== Required work ==
Could you rewrite the stretch from the start of the records through the line containing "xmin=38 ymin=142 xmax=178 ymax=377", swapping "handbag" for "purse" and keeping everything else the same? Leave the pictures out of your answer.

== Records supplied ==
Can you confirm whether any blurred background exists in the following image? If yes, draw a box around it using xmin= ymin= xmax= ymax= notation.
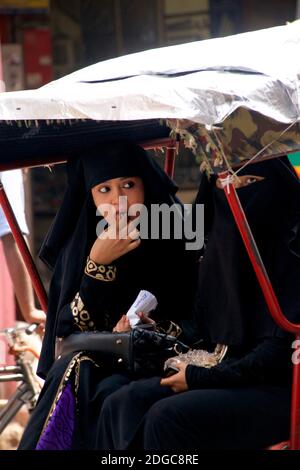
xmin=0 ymin=0 xmax=300 ymax=319
xmin=0 ymin=0 xmax=300 ymax=449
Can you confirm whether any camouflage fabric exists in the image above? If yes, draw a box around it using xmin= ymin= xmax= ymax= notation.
xmin=166 ymin=108 xmax=300 ymax=173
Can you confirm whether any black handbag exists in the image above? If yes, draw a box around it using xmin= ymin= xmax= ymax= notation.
xmin=55 ymin=327 xmax=189 ymax=377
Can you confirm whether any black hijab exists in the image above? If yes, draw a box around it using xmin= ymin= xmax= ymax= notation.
xmin=195 ymin=157 xmax=300 ymax=345
xmin=38 ymin=142 xmax=178 ymax=377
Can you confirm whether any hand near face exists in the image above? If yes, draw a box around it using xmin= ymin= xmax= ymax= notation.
xmin=90 ymin=223 xmax=141 ymax=264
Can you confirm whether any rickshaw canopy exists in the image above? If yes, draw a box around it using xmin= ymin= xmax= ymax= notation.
xmin=0 ymin=21 xmax=300 ymax=171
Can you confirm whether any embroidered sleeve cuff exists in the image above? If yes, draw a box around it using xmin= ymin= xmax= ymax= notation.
xmin=84 ymin=258 xmax=117 ymax=282
xmin=71 ymin=292 xmax=95 ymax=331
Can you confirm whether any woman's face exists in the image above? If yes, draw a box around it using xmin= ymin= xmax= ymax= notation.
xmin=92 ymin=176 xmax=145 ymax=222
xmin=216 ymin=175 xmax=264 ymax=189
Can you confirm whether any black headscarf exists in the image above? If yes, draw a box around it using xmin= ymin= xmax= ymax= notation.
xmin=195 ymin=157 xmax=300 ymax=345
xmin=39 ymin=142 xmax=178 ymax=377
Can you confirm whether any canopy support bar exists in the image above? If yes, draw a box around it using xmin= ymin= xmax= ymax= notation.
xmin=0 ymin=181 xmax=47 ymax=312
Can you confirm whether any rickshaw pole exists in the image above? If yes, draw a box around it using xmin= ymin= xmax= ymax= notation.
xmin=0 ymin=181 xmax=47 ymax=313
xmin=165 ymin=142 xmax=177 ymax=178
xmin=218 ymin=171 xmax=300 ymax=450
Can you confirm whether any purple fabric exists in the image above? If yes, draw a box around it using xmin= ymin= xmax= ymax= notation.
xmin=36 ymin=384 xmax=75 ymax=450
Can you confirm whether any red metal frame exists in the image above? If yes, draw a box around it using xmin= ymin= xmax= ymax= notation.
xmin=0 ymin=139 xmax=300 ymax=450
xmin=0 ymin=181 xmax=47 ymax=312
xmin=218 ymin=172 xmax=300 ymax=450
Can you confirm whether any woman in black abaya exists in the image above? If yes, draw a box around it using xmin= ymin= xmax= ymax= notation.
xmin=97 ymin=157 xmax=300 ymax=451
xmin=19 ymin=142 xmax=196 ymax=450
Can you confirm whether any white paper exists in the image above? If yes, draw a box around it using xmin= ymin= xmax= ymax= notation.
xmin=126 ymin=290 xmax=157 ymax=327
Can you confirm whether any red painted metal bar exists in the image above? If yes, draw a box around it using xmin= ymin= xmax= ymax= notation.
xmin=290 ymin=334 xmax=300 ymax=450
xmin=0 ymin=181 xmax=47 ymax=312
xmin=165 ymin=142 xmax=177 ymax=178
xmin=218 ymin=171 xmax=300 ymax=450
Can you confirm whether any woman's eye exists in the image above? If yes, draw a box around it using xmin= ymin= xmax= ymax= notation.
xmin=246 ymin=176 xmax=257 ymax=184
xmin=123 ymin=181 xmax=134 ymax=189
xmin=99 ymin=186 xmax=109 ymax=193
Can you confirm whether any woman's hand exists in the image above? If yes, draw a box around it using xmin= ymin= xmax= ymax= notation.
xmin=160 ymin=360 xmax=188 ymax=393
xmin=90 ymin=220 xmax=141 ymax=264
xmin=113 ymin=315 xmax=131 ymax=333
xmin=137 ymin=312 xmax=156 ymax=327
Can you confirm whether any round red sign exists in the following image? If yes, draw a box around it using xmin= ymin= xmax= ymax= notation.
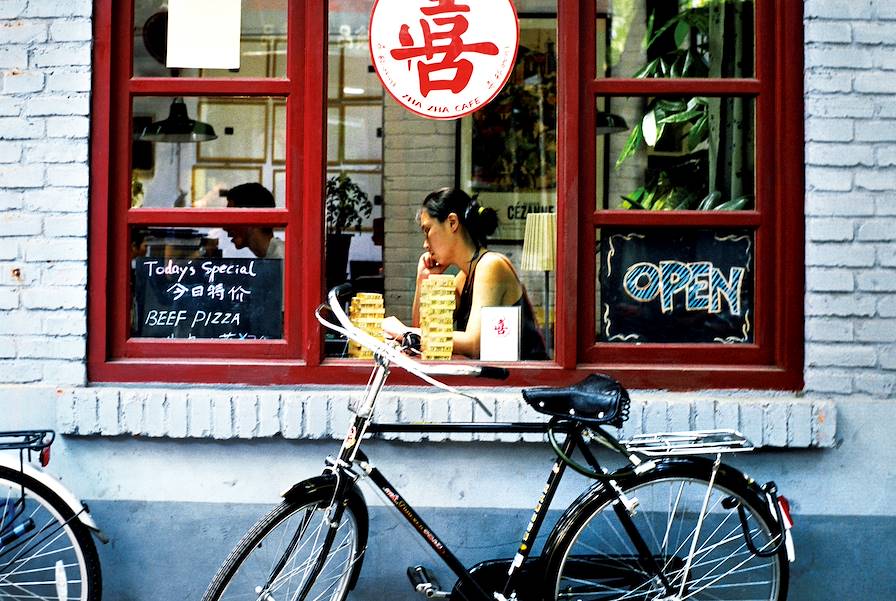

== Exercise output ==
Can you confirm whether any blurred background exists in the following image? If yes, draw a box around it using xmin= ymin= xmax= ymax= notation.
xmin=0 ymin=0 xmax=300 ymax=319
xmin=0 ymin=0 xmax=300 ymax=449
Can you confirm whether any camouflage fabric exists in the image above? If yes, draw a box around it using xmin= ymin= xmax= ymax= notation.
xmin=166 ymin=108 xmax=300 ymax=173
Can you confirm whether any black purse exists in the image above? If yes, draw a box around it using xmin= ymin= xmax= ymax= notation.
xmin=55 ymin=327 xmax=189 ymax=377
Can you confirm whether any black hijab exists in the image above? If yes, draw a box around it using xmin= ymin= xmax= ymax= notation.
xmin=195 ymin=157 xmax=300 ymax=345
xmin=38 ymin=142 xmax=178 ymax=377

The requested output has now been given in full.